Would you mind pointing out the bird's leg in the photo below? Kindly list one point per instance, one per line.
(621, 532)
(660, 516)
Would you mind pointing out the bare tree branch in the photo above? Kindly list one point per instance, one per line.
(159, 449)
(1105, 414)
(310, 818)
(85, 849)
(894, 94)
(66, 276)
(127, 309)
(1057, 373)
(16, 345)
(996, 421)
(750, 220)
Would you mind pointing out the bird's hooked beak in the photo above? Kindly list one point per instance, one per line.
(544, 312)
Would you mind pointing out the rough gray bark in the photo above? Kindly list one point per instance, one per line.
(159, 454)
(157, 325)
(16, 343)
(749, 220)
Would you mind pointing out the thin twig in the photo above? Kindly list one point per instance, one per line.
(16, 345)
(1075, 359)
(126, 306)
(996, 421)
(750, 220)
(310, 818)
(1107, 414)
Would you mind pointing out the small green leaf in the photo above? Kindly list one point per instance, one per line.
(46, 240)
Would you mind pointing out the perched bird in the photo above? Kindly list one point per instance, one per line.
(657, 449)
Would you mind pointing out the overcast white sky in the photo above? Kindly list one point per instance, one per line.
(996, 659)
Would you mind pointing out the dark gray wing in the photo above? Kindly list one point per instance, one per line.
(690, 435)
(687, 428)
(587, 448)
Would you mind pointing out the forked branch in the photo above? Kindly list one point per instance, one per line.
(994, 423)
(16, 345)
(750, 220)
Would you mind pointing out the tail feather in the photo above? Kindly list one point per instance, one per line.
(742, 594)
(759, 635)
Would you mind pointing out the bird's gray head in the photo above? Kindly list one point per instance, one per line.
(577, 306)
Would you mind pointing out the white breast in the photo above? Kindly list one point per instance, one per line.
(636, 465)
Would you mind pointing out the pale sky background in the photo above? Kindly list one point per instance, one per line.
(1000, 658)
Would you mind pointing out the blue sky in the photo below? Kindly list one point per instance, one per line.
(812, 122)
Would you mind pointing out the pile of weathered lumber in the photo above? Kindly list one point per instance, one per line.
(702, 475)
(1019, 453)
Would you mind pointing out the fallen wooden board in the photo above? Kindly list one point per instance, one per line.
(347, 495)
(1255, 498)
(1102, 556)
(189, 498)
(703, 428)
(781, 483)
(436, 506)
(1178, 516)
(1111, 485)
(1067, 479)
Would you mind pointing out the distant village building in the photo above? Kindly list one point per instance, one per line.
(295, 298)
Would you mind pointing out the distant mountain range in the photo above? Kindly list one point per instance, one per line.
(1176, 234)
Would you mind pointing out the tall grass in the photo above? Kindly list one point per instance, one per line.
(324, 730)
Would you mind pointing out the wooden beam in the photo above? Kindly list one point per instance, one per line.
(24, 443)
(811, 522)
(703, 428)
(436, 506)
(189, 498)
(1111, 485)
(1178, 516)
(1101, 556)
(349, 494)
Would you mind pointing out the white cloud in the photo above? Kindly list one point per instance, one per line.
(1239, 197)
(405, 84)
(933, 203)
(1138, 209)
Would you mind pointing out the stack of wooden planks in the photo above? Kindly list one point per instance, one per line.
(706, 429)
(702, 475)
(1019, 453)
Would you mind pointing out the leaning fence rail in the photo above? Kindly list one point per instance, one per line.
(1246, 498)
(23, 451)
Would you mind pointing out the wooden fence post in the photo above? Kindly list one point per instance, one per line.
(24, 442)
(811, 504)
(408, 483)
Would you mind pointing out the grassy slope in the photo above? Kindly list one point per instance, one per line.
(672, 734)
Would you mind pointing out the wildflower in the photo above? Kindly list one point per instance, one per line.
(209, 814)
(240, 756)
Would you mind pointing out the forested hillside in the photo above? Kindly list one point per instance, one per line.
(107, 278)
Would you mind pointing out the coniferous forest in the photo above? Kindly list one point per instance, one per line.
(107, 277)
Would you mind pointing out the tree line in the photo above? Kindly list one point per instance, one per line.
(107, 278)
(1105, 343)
_ _ _ _
# [Action item]
Output an identical copy of every record above.

# [Task answer]
Would you mind pointing out the bird's leg in the photo below? Kindly list one point per instance, one per line.
(621, 532)
(660, 516)
Would you mind pointing out the bare tree branch in the photo above? Kindly list one point per instance, one per line.
(159, 449)
(1105, 414)
(310, 818)
(85, 849)
(894, 94)
(66, 276)
(127, 309)
(1057, 373)
(16, 345)
(996, 421)
(750, 220)
Would you mind pointing out the bird's hooked beak in the photo above? Kindly list one point per instance, one per line.
(544, 312)
Would you mind pointing out the rough gray bark in the photo above? Kindly list one point per instance, one per line.
(159, 454)
(157, 325)
(16, 343)
(749, 220)
Would you mind pointing out the thin twig in the photo above? Kindly list one point per instance, one per line.
(16, 345)
(1075, 359)
(126, 306)
(996, 421)
(750, 220)
(310, 818)
(1107, 414)
Would you mind pointing out the small green leaf in the photo above? Kindly list one point per instance, one per line.
(46, 240)
Would you mind pointing out the perched bird in the photo above? Kindly list one point per instance, one per line.
(657, 449)
Would you mind pointing out the overcast white sky in the photo above? Kindly list one point per instance, one per line.
(996, 659)
Would you mind pointing out the dark gray wing in the photo above? Kindly list one point per instance, one per line.
(690, 435)
(687, 428)
(587, 448)
Would you mind pointing out the forked branch in the photo above? Kindly list one point per instance, one per line.
(994, 423)
(16, 345)
(750, 220)
Would you mind pointing out the tail feather in the photo above? Kindly list one point per instance, one per line.
(742, 594)
(759, 635)
Would you mind pointing out the bird's gray head in the photo above? Kindly list one point per instance, one per line.
(577, 306)
Would you mind pointing out the white breast in the photo above? Kindly list one point per instance, one per line.
(636, 465)
Would you mind pointing out the pale sky background in the photo above? Kindly list one point per instance, one per line.
(1000, 658)
Would you mind pointing out the blue sky in the photo below? Kindly list one point per instance, one per line.
(812, 122)
Would you mind pointing out the pile of weathered lumber in the photo above? Kindly list one point per instance, one per line.
(702, 475)
(1019, 453)
Would you mind pointing out the fallen wooden board in the photo above? Kindly list one point per instance, one per line.
(347, 495)
(1255, 498)
(1102, 556)
(189, 498)
(703, 428)
(781, 483)
(436, 506)
(1178, 516)
(1111, 485)
(1067, 479)
Would you mind pointing out the distant village building in the photo above? Kindly list one point per instance, one per line.
(295, 298)
Would you mind pointing out the distant mountain range in the photo above? Kindly list one point per instance, one per line.
(1176, 234)
Would you mind pointing out the tall grass in the photo above? Kindly list one point per instance, one per line.
(324, 730)
Would you mind pointing out the wooden beam in the photo above? Kindly list one point per instance, one per line.
(24, 443)
(811, 522)
(703, 428)
(436, 506)
(189, 498)
(1111, 485)
(1178, 516)
(1101, 556)
(349, 494)
Would you mind pointing out the white cloud in the photo above? Kindly list one point per instance, one per line.
(1239, 197)
(405, 84)
(933, 203)
(1138, 209)
Would you mind pointing out the stack of wooden planks in the photo above? Kindly list one point per instance, one per line.
(706, 429)
(702, 475)
(1019, 453)
Would you mind pointing out the leaning fence rail in the photo above? Kindly list one point per instance, one per line.
(1246, 498)
(23, 451)
Would you mind pointing out the wooden fence post in the photo above? Kindly list one point per instance, one per line.
(24, 442)
(811, 504)
(408, 483)
Would you mind pointing out the grassy slope in the photo above? Kindly list one point per instance, one per line.
(672, 734)
Would you mind pointing out the wildflower in the photo above? Kindly list one point per instance, one per line.
(209, 814)
(240, 756)
Would you mind pointing out the forested hillside in the photo above? Kindly list one point per instance, one per line.
(107, 278)
Would you mind pointing out the coniferous forest in the photo above? Kindly list one point per instance, one per line.
(107, 277)
Would you mind pointing out the tree line in the photo above? Kindly list one point per instance, one per line.
(107, 278)
(1105, 343)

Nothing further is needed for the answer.